═════ Records for this task

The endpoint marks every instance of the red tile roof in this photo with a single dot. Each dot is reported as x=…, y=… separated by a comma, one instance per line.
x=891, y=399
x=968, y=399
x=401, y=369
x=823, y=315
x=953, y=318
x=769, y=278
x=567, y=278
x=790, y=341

══════════

Exercise description:
Extract each line from the listing above, please, and repeat it exactly.

Task solution:
The endpoint marks every instance of the red tile roof in this photo with a single dot. Each dot is reported as x=…, y=… separated by a comma, one instance per line.
x=891, y=399
x=968, y=399
x=401, y=369
x=823, y=315
x=953, y=318
x=769, y=278
x=567, y=278
x=790, y=341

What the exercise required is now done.